+++ Ausgewählter Text

Veltins schätzt, dass der deutsche Biermarkt im ersten Halbjahr 2022 nur um etwa 3 bis 4 Prozent gegenüber dem schwachen Vorjahreszeitraum gewachsen ist. Der noch laufende Juni könnte demnach trotz der vielen Gäste etwa 10 Prozent unter dem extrem guten Vorjahresmonat liegen. So ist Flaschenbier inzwischen nicht mehr so stark gefragt wie noch im ersten Pandemiejahr, als viele Kneipen und Restaurants schließen mussten. »Der Handel hat ein bisschen gelitten, weil die Gastronomie zugenommen hat«, sagte Huber. »Flaschenbier läuft nicht so doll, auch der Handel klagt über nicht so optimale Absätze«, betonte auch Hollmann. Schon 2021 sei der Flaschenbier-Absatz zurückgegangen.

»Tiefe Sorge vor einem Blackout«

Viele Bierhersteller sorgen sich inzwischen zunehmend auch um die Gasversorgung - auch für ihre wichtigen Zulieferer wie die Glashersteller. »Die Branche beschäftigt die tiefe Sorge vor einem Blackout«, sagte der Hauptgeschäftsführer des Deutschen Brauer-Bundes, Holger Eichele. Etwa zwei Drittel der deutschen Brauereien sind nach Angaben des Verbandes auf Gas angewiesen.

»Die Brauwirtschaft hat ein Damoklesschwert: Das ist ein Gasembargo«, sagte Veltins-Manager Huber. Sollte es dazu kommen, »dann werden viele Brauereien ganz erhebliche Probleme kriegen«. Zudem sei die Gasversorgung auch bei wichtigen Vorlieferanten der Brauer ein Hauptthema. »Wir brauchen pro Jahr etwa 50 bis 60 Millionen neue Flaschen. Wenn da irgendetwas einbricht, ist die Versorgung total unterbrochen«, sagte Huber mit Blick auf die Glashersteller. Das gelte allein für Veltins. Nach Veltins Schätzungen werden rund 900 Millionen Flaschen benötigt, um den Mehrwegkreislauf stabil zu halten für die Brauwirtschaft im Jahr.

++++++
+++ Übungsdaten

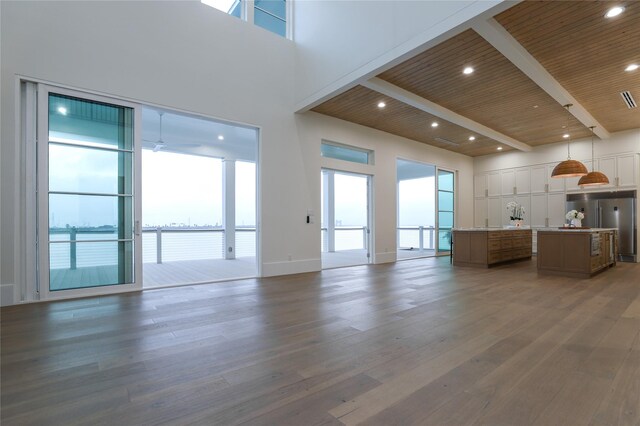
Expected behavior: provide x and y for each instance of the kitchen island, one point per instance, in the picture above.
(485, 247)
(579, 253)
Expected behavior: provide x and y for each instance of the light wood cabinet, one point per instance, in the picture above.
(487, 248)
(576, 253)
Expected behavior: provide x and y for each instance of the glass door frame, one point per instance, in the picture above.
(369, 234)
(437, 212)
(42, 207)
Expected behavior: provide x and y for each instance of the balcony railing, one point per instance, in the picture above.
(413, 237)
(158, 245)
(347, 238)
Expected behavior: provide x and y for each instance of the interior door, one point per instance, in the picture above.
(88, 231)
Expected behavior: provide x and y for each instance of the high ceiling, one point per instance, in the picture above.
(528, 62)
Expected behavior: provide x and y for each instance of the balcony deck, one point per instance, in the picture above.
(197, 271)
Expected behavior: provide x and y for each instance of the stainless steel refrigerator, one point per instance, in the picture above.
(610, 210)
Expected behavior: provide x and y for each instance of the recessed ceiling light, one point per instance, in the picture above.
(614, 11)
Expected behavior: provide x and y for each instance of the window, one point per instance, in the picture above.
(346, 153)
(271, 15)
(268, 14)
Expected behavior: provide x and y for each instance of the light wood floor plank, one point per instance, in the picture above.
(415, 342)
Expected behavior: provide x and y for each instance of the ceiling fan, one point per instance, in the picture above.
(161, 143)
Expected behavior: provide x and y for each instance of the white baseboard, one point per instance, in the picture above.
(388, 257)
(7, 294)
(291, 267)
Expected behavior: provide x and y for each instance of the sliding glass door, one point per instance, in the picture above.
(446, 202)
(88, 213)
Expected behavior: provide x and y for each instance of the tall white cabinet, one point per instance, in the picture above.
(543, 197)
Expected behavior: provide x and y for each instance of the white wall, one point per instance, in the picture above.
(619, 143)
(627, 142)
(341, 41)
(194, 58)
(181, 55)
(313, 127)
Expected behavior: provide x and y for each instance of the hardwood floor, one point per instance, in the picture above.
(416, 342)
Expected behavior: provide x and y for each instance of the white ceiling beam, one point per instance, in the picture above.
(504, 42)
(432, 108)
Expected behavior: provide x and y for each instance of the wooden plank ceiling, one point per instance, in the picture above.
(571, 39)
(585, 52)
(359, 105)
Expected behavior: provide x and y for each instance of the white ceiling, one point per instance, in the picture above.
(198, 136)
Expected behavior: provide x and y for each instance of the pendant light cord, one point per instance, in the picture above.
(593, 155)
(567, 106)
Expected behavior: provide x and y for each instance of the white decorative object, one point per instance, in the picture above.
(516, 213)
(575, 218)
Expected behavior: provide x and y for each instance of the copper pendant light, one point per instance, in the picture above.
(569, 167)
(593, 178)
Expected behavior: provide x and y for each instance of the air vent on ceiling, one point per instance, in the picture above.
(447, 141)
(628, 99)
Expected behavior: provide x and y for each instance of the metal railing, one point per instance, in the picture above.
(178, 244)
(158, 244)
(416, 237)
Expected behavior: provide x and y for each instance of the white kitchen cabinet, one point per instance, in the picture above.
(556, 209)
(608, 167)
(626, 168)
(555, 184)
(480, 186)
(523, 181)
(508, 182)
(494, 184)
(494, 212)
(539, 212)
(480, 213)
(506, 214)
(524, 201)
(539, 177)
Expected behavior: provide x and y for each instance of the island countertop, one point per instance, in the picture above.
(579, 253)
(577, 229)
(492, 229)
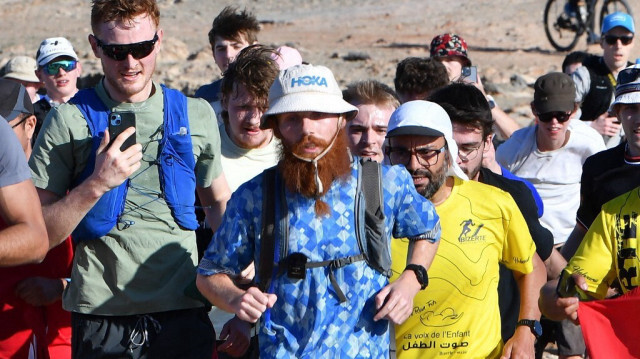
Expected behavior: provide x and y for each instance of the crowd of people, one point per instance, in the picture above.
(277, 215)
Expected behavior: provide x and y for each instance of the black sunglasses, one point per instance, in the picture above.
(628, 75)
(612, 39)
(548, 116)
(119, 52)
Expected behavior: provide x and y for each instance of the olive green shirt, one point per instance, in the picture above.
(145, 267)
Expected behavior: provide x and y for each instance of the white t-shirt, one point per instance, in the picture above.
(555, 174)
(240, 165)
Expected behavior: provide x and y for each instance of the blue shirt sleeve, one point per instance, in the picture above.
(534, 192)
(233, 245)
(13, 162)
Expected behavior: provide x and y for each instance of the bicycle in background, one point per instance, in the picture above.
(566, 20)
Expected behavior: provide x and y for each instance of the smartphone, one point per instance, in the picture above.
(469, 73)
(118, 122)
(567, 287)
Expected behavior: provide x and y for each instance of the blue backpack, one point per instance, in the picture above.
(176, 166)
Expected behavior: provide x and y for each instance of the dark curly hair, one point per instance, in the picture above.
(465, 104)
(416, 75)
(232, 24)
(256, 70)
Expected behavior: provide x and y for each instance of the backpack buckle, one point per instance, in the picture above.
(297, 266)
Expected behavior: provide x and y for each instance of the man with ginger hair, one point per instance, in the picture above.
(321, 298)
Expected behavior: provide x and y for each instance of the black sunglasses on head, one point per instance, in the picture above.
(612, 39)
(119, 52)
(548, 116)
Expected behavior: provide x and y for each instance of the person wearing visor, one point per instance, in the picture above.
(58, 69)
(481, 228)
(132, 222)
(322, 297)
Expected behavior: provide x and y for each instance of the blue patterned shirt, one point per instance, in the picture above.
(308, 319)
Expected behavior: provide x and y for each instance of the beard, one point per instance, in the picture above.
(436, 180)
(300, 176)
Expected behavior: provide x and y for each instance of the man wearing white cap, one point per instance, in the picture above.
(22, 69)
(482, 227)
(322, 296)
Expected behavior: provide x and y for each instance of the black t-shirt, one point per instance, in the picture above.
(508, 293)
(605, 176)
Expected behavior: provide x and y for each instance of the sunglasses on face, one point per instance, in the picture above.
(612, 39)
(52, 68)
(560, 116)
(119, 52)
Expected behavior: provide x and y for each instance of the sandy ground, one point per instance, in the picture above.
(506, 37)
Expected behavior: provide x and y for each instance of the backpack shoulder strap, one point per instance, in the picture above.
(377, 245)
(267, 240)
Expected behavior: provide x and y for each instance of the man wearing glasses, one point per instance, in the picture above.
(472, 130)
(596, 79)
(550, 154)
(131, 220)
(481, 227)
(58, 69)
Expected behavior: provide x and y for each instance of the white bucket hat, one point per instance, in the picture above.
(22, 68)
(423, 118)
(304, 88)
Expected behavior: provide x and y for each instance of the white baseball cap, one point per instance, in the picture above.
(21, 68)
(54, 47)
(302, 88)
(423, 118)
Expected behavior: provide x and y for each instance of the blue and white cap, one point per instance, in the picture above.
(304, 88)
(616, 19)
(424, 118)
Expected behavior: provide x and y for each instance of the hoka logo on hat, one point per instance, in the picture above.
(309, 81)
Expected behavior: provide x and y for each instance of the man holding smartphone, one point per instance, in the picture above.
(132, 222)
(596, 79)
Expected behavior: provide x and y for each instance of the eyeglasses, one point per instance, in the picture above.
(628, 75)
(26, 116)
(425, 156)
(612, 39)
(548, 116)
(52, 68)
(119, 52)
(468, 153)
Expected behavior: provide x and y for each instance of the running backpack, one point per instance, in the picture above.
(369, 225)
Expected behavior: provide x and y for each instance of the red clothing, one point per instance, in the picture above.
(610, 328)
(35, 332)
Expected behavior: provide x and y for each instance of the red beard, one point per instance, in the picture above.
(299, 176)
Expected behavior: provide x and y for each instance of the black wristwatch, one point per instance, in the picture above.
(534, 325)
(421, 274)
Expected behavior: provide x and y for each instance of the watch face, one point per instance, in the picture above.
(537, 328)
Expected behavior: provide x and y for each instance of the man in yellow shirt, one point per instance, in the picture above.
(457, 315)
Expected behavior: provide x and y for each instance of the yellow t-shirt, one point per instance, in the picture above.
(457, 315)
(609, 250)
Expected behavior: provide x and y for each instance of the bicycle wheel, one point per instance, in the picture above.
(611, 6)
(562, 31)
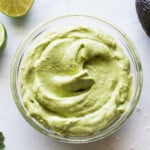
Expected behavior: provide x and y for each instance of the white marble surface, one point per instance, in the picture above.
(134, 135)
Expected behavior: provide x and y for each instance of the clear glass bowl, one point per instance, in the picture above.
(92, 22)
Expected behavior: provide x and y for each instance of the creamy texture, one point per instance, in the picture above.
(76, 81)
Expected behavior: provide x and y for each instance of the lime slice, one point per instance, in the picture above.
(15, 8)
(3, 37)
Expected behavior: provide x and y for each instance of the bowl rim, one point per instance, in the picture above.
(14, 72)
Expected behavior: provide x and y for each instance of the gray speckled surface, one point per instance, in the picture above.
(134, 135)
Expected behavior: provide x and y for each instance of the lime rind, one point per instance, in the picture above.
(3, 36)
(15, 8)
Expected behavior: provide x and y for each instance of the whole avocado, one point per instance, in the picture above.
(143, 11)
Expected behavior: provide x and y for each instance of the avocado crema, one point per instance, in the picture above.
(75, 81)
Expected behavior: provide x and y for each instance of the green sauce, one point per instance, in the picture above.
(76, 81)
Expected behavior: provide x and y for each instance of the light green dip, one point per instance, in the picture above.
(76, 81)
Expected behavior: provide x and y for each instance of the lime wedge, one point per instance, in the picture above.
(15, 8)
(3, 37)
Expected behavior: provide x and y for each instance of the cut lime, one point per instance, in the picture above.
(15, 8)
(3, 37)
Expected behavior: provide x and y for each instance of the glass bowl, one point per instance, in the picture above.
(92, 22)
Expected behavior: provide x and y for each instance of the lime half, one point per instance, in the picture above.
(3, 37)
(15, 8)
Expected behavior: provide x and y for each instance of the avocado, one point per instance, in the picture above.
(143, 12)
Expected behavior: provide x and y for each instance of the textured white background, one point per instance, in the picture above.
(134, 135)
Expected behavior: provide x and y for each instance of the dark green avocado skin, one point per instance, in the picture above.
(143, 12)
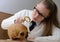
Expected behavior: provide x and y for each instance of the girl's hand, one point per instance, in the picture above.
(19, 20)
(31, 38)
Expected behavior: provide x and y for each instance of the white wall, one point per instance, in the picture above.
(13, 6)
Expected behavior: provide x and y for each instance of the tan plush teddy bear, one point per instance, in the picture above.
(17, 32)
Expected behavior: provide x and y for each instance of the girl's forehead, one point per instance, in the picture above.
(42, 9)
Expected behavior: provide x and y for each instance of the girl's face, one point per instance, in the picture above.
(40, 12)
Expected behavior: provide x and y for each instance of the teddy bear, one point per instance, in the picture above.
(17, 32)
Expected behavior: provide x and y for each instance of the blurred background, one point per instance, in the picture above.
(13, 6)
(9, 7)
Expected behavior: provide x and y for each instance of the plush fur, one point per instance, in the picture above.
(17, 32)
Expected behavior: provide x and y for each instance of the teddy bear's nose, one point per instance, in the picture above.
(22, 33)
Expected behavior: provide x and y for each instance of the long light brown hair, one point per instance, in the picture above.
(51, 19)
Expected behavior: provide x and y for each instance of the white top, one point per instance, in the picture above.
(37, 31)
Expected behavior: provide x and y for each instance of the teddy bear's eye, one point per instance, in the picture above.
(22, 33)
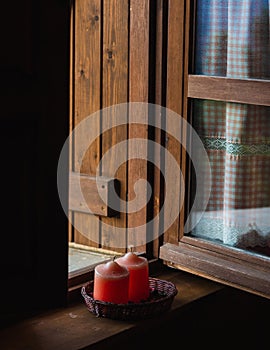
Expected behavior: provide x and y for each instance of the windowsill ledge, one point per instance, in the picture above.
(74, 327)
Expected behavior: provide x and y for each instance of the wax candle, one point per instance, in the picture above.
(138, 276)
(111, 283)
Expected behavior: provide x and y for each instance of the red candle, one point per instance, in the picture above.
(111, 283)
(138, 276)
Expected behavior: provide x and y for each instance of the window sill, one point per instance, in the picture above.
(74, 327)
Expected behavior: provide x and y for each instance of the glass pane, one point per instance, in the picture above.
(236, 138)
(232, 38)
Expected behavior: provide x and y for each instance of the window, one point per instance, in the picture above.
(226, 99)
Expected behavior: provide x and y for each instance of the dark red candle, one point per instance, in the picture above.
(138, 276)
(111, 283)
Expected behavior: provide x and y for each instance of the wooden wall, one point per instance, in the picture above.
(113, 62)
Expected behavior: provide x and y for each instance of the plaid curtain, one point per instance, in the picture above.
(232, 40)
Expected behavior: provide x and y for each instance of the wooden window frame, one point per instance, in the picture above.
(228, 265)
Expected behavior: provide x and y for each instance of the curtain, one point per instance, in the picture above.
(232, 40)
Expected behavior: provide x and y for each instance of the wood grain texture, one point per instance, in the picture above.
(230, 90)
(115, 91)
(175, 56)
(138, 92)
(86, 193)
(218, 267)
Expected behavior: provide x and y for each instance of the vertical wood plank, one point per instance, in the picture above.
(138, 92)
(87, 100)
(158, 183)
(71, 62)
(115, 91)
(174, 92)
(186, 64)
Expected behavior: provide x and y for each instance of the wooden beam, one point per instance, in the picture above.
(218, 267)
(85, 193)
(248, 91)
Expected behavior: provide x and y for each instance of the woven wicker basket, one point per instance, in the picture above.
(161, 297)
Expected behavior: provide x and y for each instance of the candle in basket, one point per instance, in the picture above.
(111, 283)
(138, 276)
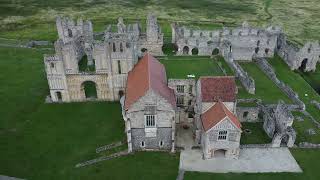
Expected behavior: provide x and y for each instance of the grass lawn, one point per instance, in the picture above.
(298, 84)
(307, 159)
(301, 128)
(45, 141)
(313, 78)
(34, 19)
(179, 67)
(265, 88)
(256, 136)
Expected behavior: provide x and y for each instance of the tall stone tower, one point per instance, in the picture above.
(153, 29)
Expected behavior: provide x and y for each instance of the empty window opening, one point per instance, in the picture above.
(215, 52)
(121, 47)
(185, 50)
(222, 135)
(195, 51)
(180, 101)
(180, 88)
(70, 33)
(120, 93)
(245, 114)
(267, 50)
(90, 89)
(142, 144)
(119, 67)
(303, 64)
(257, 50)
(190, 89)
(143, 50)
(161, 143)
(150, 121)
(59, 96)
(114, 47)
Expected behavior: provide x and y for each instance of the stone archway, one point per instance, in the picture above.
(284, 140)
(195, 51)
(185, 50)
(220, 153)
(89, 89)
(303, 65)
(215, 51)
(58, 96)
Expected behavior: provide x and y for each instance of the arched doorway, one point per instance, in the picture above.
(284, 140)
(90, 89)
(59, 96)
(215, 52)
(195, 51)
(120, 94)
(257, 50)
(169, 49)
(143, 50)
(186, 50)
(303, 65)
(220, 153)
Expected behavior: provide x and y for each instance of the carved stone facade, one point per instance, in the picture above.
(107, 61)
(304, 58)
(278, 125)
(243, 42)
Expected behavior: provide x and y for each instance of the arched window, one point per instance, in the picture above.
(114, 47)
(70, 33)
(121, 47)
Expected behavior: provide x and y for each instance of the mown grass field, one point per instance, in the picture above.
(34, 19)
(256, 134)
(265, 88)
(179, 67)
(45, 141)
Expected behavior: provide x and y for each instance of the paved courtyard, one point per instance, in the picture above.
(251, 160)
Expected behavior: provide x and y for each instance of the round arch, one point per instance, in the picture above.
(90, 89)
(195, 51)
(185, 50)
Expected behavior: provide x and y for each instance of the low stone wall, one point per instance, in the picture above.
(316, 103)
(269, 71)
(247, 81)
(255, 146)
(248, 114)
(308, 145)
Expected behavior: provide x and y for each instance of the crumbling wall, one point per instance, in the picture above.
(305, 57)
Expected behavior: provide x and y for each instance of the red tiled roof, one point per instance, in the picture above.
(216, 114)
(221, 88)
(147, 74)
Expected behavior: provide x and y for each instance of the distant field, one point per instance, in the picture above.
(34, 19)
(180, 67)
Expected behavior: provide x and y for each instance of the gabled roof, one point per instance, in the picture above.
(217, 88)
(217, 113)
(148, 74)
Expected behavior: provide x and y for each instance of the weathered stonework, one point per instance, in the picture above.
(278, 125)
(112, 58)
(245, 42)
(305, 57)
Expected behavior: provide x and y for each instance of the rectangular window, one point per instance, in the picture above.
(119, 67)
(180, 101)
(150, 121)
(222, 135)
(180, 88)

++++++

§ Aufgaben zur Übung:
**A.** Zitieren Sie aus dem Text über den Biermarkt den Abschnitt von „Veltins schätzt, dass“ bis „der Flaschenbier-Absatz zurückgegangen.“.
**B.** Schreiben Sie den Text über den Biermarkt im Anschluss an seinen letzten Satz weiter.
Die Einträge haben mit dem Text über den Biermarkt nichts zu tun.

§ Antworten je Aufgabe:
**A.**
Veltins schätzt, dass der deutsche Biermarkt im ersten Halbjahr 2022 nur um etwa 3 bis 4 Prozent gegenüber dem schwachen Vorjahreszeitraum gewachsen ist. Der noch laufende Juni könnte demnach trotz der vielen Gäste etwa 10 Prozent unter dem extrem guten Vorjahresmonat liegen. So ist Flaschenbier inzwischen nicht mehr so stark gefragt wie noch im ersten Pandemiejahr, als viele Kneipen und Restaurants schließen mussten. »Der Handel hat ein bisschen gelitten, weil die Gastronomie zugenommen hat«, sagte Huber. »Flaschenbier läuft nicht so doll, auch der Handel klagt über nicht so optimale Absätze«, betonte auch Hollmann. Schon 2021 sei der Flaschenbier-Absatz zurückgegangen.

**B.**
Auch fehlender Leim oder ein Mangel an Etiketten könnten die Produktion ins Stocken bringen. Deshalb habe Veltins für 30 Millionen Euro vorzeitig Ware eingekauft, die sonst kurzfristig geordert worden wäre und für diese Mengen Lagerhallen angemietet. Die Brauerei im Hochsauerlandkreis sei auf einen möglichen Wechsel von Gas auf Öl vorbereitet und verfüge über Tankkapazitäten für den Öl-Bedarf von fünf Wochen. Die gestiegenen Energie- und Rohstoffkosten dürften auch Verbraucher zu spüren bekommen. Schon im Frühjahr waren Experten davon ausgegangen, dass es zu Bierpreiserhöhungen im Handel kommt - lange angekündigt und nicht als Reaktion auf jüngere Entwicklungen.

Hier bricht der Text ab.